# Home Sweet Home!! **UPDATE**



## Muddy Creek Farm (Oct 5, 2007)

Yep! That's right, we found a house and my dad took photos and I just loaded them onto to Computer. So here it is... Oh and it has 12 acres and a HUGE pond.

Coming up to the house..









Front









The soon to be barn, (the whole right side will be barn and we will build an overhang nest year)


















Door that the does will go in and out of.









Hedgehog room..









The future goat pasture..

























Driveway looking away from the house.









That's all for now!! I am so excited!


----------



## kelebek (Oct 5, 2007)

*Re: Home Sweet Home!!!! Pictures too!!*

Beautiful Chelsea!

See it all worked out :thumb:


----------



## Muddy Creek Farm (Oct 5, 2007)

*Re: Home Sweet Home!!!! Pictures too!!*

As you can tell the woman hasn't moved averything out yet. My dad has been fixing leaks and just got back home today. Then he'll go back and start on walls and the flooring.


----------



## goathappy (Oct 5, 2007)

*Re: Home Sweet Home!!!! Pictures too!!*

Lovely place!! You must be moving to the pretty hilly woody part of Iowa


----------



## Muddy Creek Farm (Oct 5, 2007)

*Re: Home Sweet Home!!!! Pictures too!!*

Oh yeah. It is right by the Mississippi river. But not too close :coffee2:


----------



## goathappy (Oct 5, 2007)

*Re: Home Sweet Home!!!! Pictures too!!*

They didn't get flooded I hope? :wink:


----------



## AlaskaBoers (May 7, 2008)

*Re: Home Sweet Home!!!! Pictures too!!*

lucky goats!


----------



## Pheonix08 (Mar 9, 2008)

*Re: Home Sweet Home!!!! Pictures too!!*

Beautiful!


----------



## KW Farms (Jun 21, 2008)

*Re: Home Sweet Home!!!! Pictures too!!*

Ohhhh, that is great!! That would make such a perfect little goat pasture!! How exciting!! Congrats on finding such a great place!!!


----------



## Muddy Creek Farm (Oct 5, 2007)

*Re: Home Sweet Home!!!! Pictures too!!*

Nope, not that close to the river. They stayed high and dry.


----------



## liz (Oct 5, 2007)

*Re: Home Sweet Home!!!! Pictures too!!*

Beautiful new home Chelsey! Good luck with the move :sun:


----------



## Kittikity (Jun 12, 2008)

*Re: Home Sweet Home!!!! Pictures too!!*

I am so jealous.. Nice find and good luck!


----------



## deenak (Oct 10, 2007)

*Re: Home Sweet Home!!!! Pictures too!!*

I am so happy for you and your goaties!


----------



## Di (Jan 29, 2008)

### DATA EXCERPT

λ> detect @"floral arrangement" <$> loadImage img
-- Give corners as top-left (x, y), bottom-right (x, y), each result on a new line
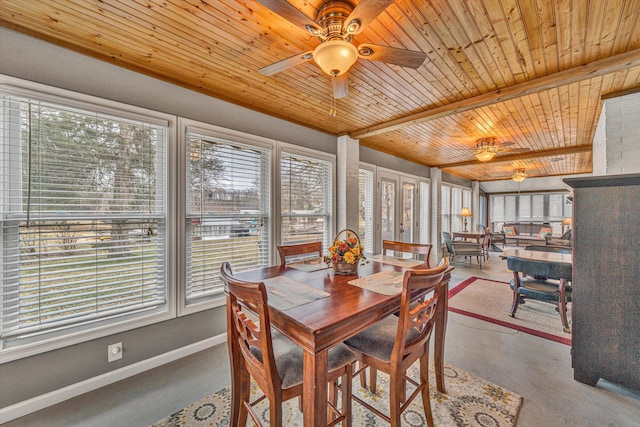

### PROBLEM STATEMENT
Copy the farm thread word for word, from "Ohhhh, that is" to "high and dry.". Work only from the farm thread.

### CORRECT RESPONSE
Ohhhh, that is great!! That would make such a perfect little goat pasture!! How exciting!! Congrats on finding such a great place!!!


----------



## Muddy Creek Farm (Oct 5, 2007)

*Re: Home Sweet Home!!!! Pictures too!!*

Nope, not that close to the river. They stayed high and dry.